* Prompt: Only the lines from the start of the entries through the line with "the path from the bin shown here." should be returned, each exactly as it stands, and no pictures.

○ ○ ○

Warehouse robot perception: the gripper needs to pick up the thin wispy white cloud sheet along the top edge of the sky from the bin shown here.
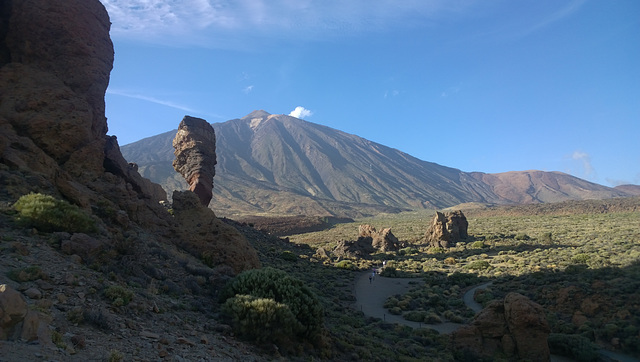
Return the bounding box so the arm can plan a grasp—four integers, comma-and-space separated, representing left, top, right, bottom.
101, 0, 472, 43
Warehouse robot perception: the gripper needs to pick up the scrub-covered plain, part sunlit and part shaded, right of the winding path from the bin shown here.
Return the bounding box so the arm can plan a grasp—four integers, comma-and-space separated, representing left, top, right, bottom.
289, 198, 640, 360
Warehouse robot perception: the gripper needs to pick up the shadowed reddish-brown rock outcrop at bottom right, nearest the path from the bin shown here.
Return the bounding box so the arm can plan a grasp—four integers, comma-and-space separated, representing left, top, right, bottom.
452, 293, 551, 361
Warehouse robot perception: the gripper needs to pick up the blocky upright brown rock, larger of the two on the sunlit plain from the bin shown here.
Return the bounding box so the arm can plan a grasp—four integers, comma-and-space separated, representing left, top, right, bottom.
425, 210, 469, 248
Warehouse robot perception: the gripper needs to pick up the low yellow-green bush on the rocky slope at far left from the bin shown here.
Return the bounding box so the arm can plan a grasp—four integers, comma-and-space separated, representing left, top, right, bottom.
13, 193, 97, 233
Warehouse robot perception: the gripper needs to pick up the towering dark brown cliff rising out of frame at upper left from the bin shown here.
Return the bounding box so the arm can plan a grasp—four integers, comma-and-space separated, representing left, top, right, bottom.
0, 0, 169, 225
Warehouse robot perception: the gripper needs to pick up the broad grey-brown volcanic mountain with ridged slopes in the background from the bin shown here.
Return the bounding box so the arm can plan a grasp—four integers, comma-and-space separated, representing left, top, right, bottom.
121, 111, 629, 217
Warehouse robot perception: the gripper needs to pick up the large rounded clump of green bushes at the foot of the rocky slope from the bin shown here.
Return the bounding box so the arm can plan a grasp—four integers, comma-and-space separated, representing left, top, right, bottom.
222, 267, 324, 347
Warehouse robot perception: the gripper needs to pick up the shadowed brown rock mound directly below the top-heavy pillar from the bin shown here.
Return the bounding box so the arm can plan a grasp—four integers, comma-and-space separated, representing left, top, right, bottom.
173, 191, 260, 273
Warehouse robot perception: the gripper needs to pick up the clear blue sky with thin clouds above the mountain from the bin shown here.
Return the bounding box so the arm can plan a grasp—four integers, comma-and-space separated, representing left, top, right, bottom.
101, 0, 640, 186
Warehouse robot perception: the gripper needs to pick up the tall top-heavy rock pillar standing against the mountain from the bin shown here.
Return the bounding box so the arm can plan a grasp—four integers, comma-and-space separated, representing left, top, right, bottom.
173, 116, 216, 207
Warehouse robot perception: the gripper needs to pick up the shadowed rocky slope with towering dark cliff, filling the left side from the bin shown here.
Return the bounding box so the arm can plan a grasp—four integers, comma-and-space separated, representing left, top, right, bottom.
0, 0, 260, 361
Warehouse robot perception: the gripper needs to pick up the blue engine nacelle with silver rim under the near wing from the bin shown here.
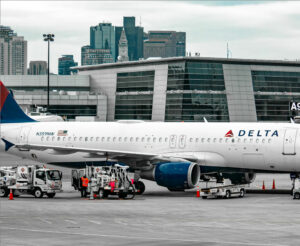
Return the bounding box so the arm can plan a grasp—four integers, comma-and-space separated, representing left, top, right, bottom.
140, 162, 200, 190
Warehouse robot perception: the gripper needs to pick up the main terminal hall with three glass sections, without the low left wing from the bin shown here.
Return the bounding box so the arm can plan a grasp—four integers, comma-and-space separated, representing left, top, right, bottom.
77, 57, 300, 122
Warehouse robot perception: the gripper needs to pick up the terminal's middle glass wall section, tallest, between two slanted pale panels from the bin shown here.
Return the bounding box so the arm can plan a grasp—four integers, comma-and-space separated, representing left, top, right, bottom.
165, 61, 229, 121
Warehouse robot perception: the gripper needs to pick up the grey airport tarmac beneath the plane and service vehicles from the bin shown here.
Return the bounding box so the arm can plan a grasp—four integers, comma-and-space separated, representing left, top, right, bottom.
0, 153, 300, 246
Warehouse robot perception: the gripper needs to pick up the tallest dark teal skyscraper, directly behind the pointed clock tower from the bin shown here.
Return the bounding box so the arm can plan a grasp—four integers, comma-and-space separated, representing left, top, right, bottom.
115, 16, 144, 61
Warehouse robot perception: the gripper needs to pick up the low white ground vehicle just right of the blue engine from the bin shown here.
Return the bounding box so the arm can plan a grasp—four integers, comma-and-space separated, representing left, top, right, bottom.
200, 179, 246, 199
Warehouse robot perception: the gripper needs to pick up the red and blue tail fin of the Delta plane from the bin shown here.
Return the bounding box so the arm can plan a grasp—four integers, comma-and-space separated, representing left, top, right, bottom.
0, 81, 35, 123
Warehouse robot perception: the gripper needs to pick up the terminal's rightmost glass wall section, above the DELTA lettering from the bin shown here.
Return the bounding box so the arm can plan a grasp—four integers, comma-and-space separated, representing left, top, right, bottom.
251, 71, 300, 121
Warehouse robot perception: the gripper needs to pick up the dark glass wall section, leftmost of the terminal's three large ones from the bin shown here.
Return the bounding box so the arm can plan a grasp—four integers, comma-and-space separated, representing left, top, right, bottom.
115, 71, 155, 120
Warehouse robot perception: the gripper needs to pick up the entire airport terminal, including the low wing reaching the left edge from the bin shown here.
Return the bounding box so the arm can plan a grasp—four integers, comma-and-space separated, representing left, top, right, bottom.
0, 57, 300, 122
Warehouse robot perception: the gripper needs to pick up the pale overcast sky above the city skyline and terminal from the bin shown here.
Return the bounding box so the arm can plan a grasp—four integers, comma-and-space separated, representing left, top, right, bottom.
0, 0, 300, 73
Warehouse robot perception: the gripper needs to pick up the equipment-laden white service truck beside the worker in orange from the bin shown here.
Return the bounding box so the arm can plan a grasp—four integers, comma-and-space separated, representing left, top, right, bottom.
71, 164, 135, 199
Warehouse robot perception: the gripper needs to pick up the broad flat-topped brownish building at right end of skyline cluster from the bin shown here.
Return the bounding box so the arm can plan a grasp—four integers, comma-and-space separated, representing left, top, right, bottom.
144, 31, 186, 59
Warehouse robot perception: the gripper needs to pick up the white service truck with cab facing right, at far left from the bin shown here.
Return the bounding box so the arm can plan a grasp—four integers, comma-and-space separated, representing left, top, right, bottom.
0, 165, 62, 198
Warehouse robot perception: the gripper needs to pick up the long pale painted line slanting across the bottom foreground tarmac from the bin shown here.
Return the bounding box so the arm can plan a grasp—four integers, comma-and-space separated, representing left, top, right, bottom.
0, 227, 288, 246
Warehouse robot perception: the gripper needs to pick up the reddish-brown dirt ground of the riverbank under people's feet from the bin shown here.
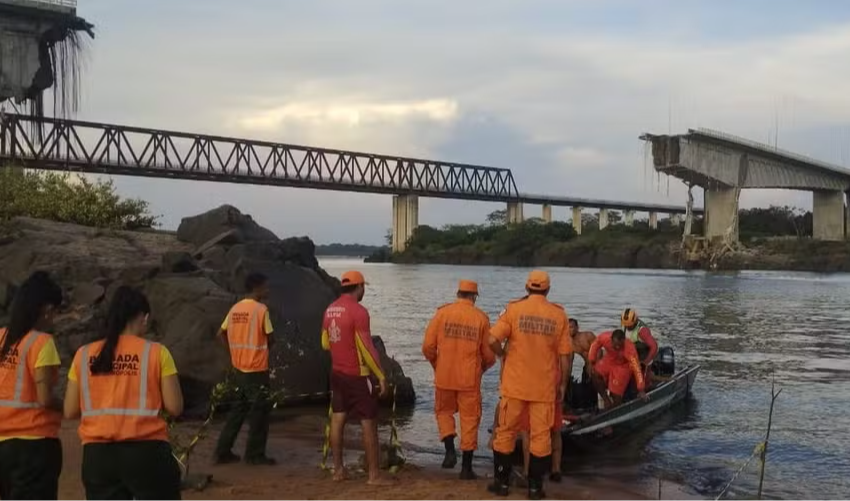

○ ○ ○

* Output of the task:
Warehouse robot perception: the gripper needs to pick up the thin wispy white cloud sheet along the top edge of the sky from the bin shown here.
Return the bounding box so the arm can plan a grasp—four integers, comma-and-space separated, representing left, top, right, bottom.
101, 0, 472, 43
Warehouse robot perception: the gripper needs to pick up the scrub-covered plain, part sunlit and part shaded, right of the winding path from the bin shown here.
Return the bounding box so the arm can plan a grasp—four integers, comma-and-space separated, representing left, top, right, bottom.
289, 198, 640, 360
Warehouse robot perception: the gripper needs to pick up the shadowed reddish-brown rock outcrop at bottom right, nearest the path from the bin shown here.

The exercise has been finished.